┌────────
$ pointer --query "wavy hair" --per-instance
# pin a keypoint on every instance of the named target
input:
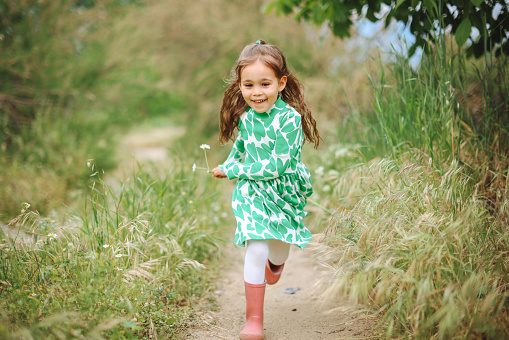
(234, 104)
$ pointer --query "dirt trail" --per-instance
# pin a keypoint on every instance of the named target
(295, 316)
(298, 316)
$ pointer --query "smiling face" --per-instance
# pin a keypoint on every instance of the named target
(260, 87)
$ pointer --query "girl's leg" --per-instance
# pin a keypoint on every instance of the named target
(278, 252)
(257, 252)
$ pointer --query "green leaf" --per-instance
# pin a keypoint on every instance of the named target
(463, 32)
(399, 2)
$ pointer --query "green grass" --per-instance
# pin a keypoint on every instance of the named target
(419, 234)
(129, 264)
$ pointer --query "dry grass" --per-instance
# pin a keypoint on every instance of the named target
(421, 250)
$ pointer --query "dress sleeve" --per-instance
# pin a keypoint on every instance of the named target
(287, 146)
(236, 155)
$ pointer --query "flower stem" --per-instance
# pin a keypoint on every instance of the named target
└────────
Exercise. Rewrite the listing above with "keypoint" swapped for "marker" everywhere it occurs, keeping every other character the same. Leave the pictures out of your answer.

Solution.
$ pointer --query "wavy hair" --per-instance
# pin a marker on every instance of the named target
input:
(234, 104)
$ pointer --query "dirt trail" --per-instance
# pin a marker on every instance of the named target
(295, 316)
(298, 316)
$ pointer --query "smiling face" --per-instance
# pin a marker on every instance of the named target
(260, 87)
$ pointer --query "girl's leg" --per-instance
# pin a marker on every instance of the named target
(278, 252)
(257, 252)
$ pointer --query "green leaf" --per-instance
# pin a marker on every instance of the named target
(463, 32)
(399, 2)
$ pointer --query "green grass" --per-instance
# pin a marker on every instance of the named target
(419, 234)
(129, 264)
$ pointer --query "dry grass" --per-instance
# pin a marker on every instance of the named target
(421, 250)
$ pointer --query "dress sleeve" --per-instance
# pin a marker on every instance of the named target
(287, 146)
(236, 155)
$ pointer --query "flower stem" --per-instance
# pin a marker on every instance of the named target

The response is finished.